## [Brano estratto]
Il fatto che ho ritenuto interessante è avvenuto durante la fase finale del Puzzle. Cioè: dopo essere stato risolto un problema alla lavagna e prima di passare al successivo, una studentessa ha abbozzato un tentativo di domanda o perlomeno ha cercato di esplicitare un dubbio nel tentativo di avere una risposta. Da qui partiva la mia analisi. Una studentessa prende l’iniziativa, rivela la sua piena autonomia nel fare una richiesta ma non ha gli strumenti necessari in L2 per esprimersi in modo comprensibile. Quante volte ci è capitato di dover sciogliere un nodo come questo? E quante volte l’inconscio e l’esperienza ci hanno aiutato a dare risposte credendo di aver dato la giusta interpretazione ad una domanda-enigma di uno studente? Questo fatto mi è sembrato un ottimo spunto per riflettere un po’ su come fare in situazioni analoghe a questa.
Nel corso del laboratorio, dopo una prima visione di questo “fatto”, ho distribuito un foglio con un disegno che illustrava meglio la situazione (le frasi scritte alla lavagna nel video erano illeggibili).
Eccolo qui:

Poi ho proseguito con una seconda visione (parziale questa volta e in seguito vi spiego il perché).
Dopodiché ho formato i gruppi per la discussione su una domanda scritta sul foglio con il disegno e che è stata occultata ripiegando più volte il foglio dal basso (e che avevo anche provveduto a chiudere con la spillatrice).

La domanda

La domanda era la seguente: “Che cosa vuole sapere la studentessa?”.

## [Estratti delle voci]
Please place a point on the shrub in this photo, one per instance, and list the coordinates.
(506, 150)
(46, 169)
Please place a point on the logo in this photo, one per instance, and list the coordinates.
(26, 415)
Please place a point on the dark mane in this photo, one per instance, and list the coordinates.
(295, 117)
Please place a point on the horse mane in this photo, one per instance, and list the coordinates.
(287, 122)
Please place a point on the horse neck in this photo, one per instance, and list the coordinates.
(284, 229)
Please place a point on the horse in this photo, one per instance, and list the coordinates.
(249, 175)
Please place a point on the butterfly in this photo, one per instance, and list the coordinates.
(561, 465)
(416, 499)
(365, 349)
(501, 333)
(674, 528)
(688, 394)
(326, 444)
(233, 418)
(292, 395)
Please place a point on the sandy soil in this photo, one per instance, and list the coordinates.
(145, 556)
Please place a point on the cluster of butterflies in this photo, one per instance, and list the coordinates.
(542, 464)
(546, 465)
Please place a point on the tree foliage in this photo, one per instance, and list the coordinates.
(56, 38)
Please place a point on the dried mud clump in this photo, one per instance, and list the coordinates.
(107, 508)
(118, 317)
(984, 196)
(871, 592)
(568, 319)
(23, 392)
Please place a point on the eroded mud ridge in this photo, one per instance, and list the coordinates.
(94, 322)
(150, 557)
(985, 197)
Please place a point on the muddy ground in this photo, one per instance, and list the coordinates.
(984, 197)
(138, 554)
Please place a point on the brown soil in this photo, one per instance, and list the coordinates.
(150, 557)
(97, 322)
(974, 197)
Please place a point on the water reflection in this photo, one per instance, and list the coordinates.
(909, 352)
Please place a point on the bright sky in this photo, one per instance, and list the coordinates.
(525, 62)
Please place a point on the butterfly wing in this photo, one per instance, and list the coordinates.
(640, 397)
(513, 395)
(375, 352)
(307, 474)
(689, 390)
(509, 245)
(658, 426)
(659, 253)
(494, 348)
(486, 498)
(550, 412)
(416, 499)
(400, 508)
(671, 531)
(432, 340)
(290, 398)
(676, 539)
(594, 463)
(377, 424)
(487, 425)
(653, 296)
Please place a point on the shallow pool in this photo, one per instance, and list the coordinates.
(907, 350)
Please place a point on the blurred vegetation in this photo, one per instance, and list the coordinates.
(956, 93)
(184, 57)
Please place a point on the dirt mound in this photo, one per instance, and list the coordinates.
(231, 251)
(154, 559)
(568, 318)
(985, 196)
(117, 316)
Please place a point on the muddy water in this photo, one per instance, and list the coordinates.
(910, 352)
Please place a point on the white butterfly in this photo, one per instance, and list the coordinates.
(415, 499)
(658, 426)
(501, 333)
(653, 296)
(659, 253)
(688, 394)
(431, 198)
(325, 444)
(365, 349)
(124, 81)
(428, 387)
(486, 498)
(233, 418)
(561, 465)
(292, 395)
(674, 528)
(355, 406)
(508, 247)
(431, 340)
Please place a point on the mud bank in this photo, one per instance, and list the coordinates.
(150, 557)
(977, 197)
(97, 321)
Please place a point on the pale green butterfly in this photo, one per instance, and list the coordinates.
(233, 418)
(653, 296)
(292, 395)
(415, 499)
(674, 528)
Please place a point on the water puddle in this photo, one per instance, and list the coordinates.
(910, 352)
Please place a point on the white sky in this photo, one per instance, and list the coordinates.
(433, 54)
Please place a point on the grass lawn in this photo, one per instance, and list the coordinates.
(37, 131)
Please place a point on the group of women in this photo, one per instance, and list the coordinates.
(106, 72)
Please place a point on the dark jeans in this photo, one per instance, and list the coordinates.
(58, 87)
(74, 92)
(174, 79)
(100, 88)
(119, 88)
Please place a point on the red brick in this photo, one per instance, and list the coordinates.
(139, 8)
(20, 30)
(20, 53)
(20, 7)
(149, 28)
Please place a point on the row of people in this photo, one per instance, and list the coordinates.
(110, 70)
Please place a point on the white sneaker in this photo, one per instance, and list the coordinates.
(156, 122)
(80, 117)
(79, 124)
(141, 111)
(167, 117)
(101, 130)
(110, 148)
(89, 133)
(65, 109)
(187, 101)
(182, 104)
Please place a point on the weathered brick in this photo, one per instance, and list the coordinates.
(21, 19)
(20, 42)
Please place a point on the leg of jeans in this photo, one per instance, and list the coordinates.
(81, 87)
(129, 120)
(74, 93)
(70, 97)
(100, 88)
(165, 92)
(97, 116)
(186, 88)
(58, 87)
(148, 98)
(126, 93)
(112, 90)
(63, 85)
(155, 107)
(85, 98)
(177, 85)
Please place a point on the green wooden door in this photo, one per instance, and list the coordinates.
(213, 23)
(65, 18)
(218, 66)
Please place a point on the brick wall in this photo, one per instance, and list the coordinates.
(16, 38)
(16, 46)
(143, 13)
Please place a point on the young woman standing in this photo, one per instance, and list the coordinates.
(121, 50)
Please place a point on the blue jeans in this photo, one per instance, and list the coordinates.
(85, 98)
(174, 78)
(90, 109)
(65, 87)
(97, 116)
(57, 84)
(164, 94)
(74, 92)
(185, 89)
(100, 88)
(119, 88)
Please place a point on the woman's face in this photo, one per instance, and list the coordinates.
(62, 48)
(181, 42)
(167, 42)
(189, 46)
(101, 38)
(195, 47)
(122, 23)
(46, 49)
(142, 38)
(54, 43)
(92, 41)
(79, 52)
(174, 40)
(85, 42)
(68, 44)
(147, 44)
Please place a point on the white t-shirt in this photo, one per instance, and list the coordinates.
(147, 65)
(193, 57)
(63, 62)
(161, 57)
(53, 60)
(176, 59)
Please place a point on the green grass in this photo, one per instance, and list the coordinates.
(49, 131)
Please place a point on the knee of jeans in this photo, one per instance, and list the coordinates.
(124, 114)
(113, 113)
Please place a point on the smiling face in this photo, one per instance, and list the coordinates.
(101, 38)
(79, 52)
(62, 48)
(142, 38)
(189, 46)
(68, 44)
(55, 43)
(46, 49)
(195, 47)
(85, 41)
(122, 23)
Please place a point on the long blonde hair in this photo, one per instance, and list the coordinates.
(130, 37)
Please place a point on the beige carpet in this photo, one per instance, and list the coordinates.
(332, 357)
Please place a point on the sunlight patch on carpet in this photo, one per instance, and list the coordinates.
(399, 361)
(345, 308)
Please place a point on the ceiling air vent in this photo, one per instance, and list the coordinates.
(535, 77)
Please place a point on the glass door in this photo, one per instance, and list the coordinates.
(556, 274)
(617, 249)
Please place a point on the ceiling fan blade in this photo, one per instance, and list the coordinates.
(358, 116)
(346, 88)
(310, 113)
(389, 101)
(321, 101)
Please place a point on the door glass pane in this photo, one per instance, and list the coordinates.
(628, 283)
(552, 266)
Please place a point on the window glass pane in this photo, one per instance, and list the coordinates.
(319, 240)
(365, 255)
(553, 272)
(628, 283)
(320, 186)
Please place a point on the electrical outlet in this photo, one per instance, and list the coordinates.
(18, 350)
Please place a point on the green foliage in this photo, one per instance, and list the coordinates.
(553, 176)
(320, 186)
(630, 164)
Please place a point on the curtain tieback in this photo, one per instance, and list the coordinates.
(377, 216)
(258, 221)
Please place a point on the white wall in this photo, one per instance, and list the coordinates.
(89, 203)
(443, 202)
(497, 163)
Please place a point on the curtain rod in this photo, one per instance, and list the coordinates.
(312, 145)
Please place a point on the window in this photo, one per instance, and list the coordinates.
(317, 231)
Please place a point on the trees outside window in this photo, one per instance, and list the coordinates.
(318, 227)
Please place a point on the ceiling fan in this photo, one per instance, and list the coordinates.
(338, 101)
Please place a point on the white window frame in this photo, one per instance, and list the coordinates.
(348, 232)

## [Consegna]
Ricopia dal brano sul laboratorio la parte che si apre con le parole “Nel corso del” e si chiude con “video erano illeggibili).”.

## [Risultato]
Nel corso del laboratorio, dopo una prima visione di questo “fatto”, ho distribuito un foglio con un disegno che illustrava meglio la situazione (le frasi scritte alla lavagna nel video erano illeggibili).